Inc. also recommends utilizing technology to have your new hires fill out the necessary paperwork before the onboarding process even begins, in order to maintain the integrity of your branding. Send legal forms alongside the formal offer letter, so new hires won’t even have to worry about them when they start the first day. You can even send an employee handbook ahead of time, leaving extra time for more brand-friendly activities when the hires actually start. However you can plan and share ahead, do, so employees can get the greatest possible brand exposure when they start the onboarding process.

Reinforce the brand.

Alicia: “Everyone in the organization (and I mean everyone) has to live, breathe and support the brand throughout every new hire interaction. This is not just an HR function or influence. Let’s face it, new hire success is typically defined by the broader team. No matter who the new hire comes in contact with, from the recruiter to greeter at the front desk upon arrival for an in-person interview, everyone internally has to speak the brand. Think long-term. I wouldn’t think about brand and onboarding as just a one-time event. This is a long-term investment and strategy that ultimately shapes the culture of your organization, whether you are hiring the first employee, to improving hiring along with the culture for existing employees.”

Next step: reinforce, reinforce, reinforce. From the initial interview to the final day of onboarding, your brand should be reinforced every step of the way. First, dedicate the company to hiring employees who represent the brand you want. The people you hire can directly influence the way teams function, the products you create and how revenue is earned. Not only should your brand reflect who you hire, but who you hire should also reflect the brand. New employees become the face of your organization.

▶ **THINGS TO DO**:
[1] From the passage on onboarding and branding, return the text from "Inc. also recommends" up to and including "the onboarding process.".
[2] In the passage on onboarding and branding, what should be sent alongside the formal offer letter?

▶ **Entries pointing to labeled objects**:

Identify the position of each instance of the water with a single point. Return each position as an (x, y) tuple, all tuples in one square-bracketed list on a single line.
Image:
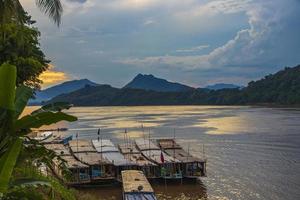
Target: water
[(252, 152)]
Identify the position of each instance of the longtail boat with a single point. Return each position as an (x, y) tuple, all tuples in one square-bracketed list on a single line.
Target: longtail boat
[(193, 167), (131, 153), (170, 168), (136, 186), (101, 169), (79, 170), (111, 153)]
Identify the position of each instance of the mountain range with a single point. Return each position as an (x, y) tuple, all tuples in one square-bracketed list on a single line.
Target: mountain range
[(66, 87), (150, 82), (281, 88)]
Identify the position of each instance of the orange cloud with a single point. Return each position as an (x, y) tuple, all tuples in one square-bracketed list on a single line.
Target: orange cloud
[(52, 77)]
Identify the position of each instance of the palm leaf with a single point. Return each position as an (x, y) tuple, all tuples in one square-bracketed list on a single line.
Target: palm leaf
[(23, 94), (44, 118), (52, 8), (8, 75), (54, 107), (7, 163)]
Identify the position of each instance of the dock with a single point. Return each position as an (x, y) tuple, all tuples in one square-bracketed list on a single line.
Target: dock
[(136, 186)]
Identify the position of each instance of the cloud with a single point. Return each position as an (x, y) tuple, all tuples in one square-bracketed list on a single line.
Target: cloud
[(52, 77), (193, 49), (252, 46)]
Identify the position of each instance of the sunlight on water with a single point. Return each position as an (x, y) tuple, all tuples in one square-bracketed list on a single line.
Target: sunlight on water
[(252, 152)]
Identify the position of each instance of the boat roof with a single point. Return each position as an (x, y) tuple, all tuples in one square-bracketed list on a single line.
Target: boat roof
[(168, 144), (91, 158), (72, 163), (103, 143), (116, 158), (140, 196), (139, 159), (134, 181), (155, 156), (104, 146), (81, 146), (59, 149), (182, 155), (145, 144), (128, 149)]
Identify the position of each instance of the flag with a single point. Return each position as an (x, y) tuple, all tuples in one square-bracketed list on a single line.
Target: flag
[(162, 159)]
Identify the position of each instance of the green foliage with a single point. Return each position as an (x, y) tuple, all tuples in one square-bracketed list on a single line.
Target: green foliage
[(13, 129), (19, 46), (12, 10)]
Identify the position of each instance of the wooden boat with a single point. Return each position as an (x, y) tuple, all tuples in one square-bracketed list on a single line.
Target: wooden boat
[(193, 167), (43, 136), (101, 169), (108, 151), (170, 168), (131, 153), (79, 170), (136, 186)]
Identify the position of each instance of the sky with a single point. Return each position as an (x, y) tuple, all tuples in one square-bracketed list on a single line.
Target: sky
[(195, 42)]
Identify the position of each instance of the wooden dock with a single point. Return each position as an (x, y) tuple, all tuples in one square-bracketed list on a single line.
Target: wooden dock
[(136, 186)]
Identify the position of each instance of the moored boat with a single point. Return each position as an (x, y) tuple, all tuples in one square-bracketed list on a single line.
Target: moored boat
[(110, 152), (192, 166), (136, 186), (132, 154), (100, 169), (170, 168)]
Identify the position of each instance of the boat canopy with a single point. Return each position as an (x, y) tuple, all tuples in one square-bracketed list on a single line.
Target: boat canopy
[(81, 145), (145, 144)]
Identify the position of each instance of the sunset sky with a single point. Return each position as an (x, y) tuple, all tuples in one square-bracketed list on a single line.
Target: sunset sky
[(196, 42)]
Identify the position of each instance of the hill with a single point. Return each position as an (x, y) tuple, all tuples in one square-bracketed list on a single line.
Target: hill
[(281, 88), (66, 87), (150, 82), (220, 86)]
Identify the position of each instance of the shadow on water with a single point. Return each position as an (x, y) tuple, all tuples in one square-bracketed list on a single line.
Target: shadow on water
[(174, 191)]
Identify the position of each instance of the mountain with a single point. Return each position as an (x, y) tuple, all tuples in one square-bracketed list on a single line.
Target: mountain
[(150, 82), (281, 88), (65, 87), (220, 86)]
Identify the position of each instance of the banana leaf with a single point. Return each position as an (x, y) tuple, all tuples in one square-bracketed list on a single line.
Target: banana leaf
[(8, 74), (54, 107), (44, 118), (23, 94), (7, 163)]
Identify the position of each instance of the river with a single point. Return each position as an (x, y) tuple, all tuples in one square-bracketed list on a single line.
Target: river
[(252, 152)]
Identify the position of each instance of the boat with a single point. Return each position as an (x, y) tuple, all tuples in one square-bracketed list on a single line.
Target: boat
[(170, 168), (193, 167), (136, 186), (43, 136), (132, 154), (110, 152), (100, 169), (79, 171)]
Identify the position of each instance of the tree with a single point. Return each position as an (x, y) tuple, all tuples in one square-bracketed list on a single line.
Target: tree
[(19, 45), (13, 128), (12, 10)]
--
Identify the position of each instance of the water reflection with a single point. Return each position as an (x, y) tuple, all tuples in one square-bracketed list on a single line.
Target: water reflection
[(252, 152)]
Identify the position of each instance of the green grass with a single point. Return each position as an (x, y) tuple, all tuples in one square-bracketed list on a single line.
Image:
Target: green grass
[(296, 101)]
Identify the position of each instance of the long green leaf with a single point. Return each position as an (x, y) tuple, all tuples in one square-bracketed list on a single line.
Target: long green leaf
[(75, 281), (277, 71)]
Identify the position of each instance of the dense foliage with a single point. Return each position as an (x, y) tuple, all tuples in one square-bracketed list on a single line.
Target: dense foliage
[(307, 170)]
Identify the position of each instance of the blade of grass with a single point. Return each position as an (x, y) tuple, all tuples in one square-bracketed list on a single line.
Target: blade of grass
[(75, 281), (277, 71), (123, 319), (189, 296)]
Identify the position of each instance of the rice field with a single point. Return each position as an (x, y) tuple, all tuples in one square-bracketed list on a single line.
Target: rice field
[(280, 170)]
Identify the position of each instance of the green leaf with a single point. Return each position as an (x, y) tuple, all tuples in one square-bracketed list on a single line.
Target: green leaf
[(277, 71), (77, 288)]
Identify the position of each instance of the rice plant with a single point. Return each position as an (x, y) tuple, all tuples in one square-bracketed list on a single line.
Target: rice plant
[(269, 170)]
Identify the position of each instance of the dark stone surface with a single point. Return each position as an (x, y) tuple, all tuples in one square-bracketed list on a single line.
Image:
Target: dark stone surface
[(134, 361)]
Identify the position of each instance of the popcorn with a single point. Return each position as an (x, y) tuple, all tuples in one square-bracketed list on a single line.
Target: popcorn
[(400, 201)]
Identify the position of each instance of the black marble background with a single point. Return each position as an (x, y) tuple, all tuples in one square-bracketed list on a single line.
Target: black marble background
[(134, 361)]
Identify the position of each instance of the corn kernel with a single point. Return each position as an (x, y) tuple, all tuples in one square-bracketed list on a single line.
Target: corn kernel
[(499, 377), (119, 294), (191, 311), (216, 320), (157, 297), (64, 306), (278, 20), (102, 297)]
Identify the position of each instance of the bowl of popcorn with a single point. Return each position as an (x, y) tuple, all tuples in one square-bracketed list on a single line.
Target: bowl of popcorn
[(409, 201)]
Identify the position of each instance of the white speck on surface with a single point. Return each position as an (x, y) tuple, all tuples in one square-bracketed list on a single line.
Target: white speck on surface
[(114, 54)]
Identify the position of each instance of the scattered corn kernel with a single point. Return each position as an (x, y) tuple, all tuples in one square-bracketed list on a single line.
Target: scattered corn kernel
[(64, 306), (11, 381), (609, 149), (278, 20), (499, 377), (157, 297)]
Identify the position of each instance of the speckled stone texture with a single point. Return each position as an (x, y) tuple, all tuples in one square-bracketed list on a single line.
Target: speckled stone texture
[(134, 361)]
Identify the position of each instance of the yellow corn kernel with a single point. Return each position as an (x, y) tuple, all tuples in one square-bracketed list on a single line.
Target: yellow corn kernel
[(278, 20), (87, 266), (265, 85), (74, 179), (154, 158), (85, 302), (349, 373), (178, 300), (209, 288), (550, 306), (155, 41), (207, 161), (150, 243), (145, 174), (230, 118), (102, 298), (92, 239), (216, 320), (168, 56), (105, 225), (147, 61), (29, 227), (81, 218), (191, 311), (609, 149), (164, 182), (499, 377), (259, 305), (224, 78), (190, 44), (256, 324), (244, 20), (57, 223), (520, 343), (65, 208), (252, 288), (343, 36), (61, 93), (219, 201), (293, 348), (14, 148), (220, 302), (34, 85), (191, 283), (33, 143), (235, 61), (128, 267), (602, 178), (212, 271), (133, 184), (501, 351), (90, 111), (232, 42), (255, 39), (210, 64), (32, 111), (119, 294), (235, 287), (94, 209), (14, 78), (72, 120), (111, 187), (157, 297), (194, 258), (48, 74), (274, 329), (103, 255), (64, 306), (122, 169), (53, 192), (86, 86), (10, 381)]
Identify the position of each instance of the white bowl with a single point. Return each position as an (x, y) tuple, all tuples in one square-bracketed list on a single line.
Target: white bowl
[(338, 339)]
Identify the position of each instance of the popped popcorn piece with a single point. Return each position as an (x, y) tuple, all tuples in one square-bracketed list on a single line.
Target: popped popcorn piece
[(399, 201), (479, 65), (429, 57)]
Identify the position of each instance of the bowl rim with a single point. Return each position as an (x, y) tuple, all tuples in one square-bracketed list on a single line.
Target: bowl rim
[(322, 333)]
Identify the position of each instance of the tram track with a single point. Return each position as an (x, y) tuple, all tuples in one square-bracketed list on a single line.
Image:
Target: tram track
==
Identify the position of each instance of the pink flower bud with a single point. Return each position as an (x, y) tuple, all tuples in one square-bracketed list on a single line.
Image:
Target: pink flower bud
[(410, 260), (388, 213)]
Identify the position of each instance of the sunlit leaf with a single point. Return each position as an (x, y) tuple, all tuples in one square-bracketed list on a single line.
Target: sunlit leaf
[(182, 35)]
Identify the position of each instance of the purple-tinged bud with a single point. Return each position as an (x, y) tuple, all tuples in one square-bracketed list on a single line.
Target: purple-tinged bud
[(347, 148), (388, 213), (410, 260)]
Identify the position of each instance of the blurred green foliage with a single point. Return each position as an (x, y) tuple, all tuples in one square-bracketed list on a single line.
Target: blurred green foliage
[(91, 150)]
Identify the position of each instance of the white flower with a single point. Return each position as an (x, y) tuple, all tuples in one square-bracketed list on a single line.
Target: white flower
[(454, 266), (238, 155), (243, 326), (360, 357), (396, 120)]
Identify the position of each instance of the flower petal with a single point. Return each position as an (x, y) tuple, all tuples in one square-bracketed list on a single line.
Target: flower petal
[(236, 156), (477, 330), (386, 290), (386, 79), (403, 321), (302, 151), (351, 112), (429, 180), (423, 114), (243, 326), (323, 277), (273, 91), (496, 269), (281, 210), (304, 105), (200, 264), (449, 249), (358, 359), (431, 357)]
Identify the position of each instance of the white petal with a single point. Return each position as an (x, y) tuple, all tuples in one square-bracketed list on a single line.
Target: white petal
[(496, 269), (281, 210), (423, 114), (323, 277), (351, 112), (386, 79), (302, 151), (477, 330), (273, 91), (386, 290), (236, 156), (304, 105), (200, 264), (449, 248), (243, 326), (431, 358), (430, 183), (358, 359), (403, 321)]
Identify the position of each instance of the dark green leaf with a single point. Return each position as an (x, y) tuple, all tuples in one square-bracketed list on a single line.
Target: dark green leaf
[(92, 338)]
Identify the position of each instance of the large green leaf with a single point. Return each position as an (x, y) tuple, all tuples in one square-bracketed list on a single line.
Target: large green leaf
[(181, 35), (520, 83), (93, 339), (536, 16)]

▶ **THE SOLUTIONS**:
[1]
Inc. also recommends utilizing technology to have your new hires fill out the necessary paperwork before the onboarding process even begins, in order to maintain the integrity of your branding. Send legal forms alongside the formal offer letter, so new hires won’t even have to worry about them when they start the first day. You can even send an employee handbook ahead of time, leaving extra time for more brand-friendly activities when the hires actually start. However you can plan and share ahead, do, so employees can get the greatest possible brand exposure when they start the onboarding process.

[2] Legal forms.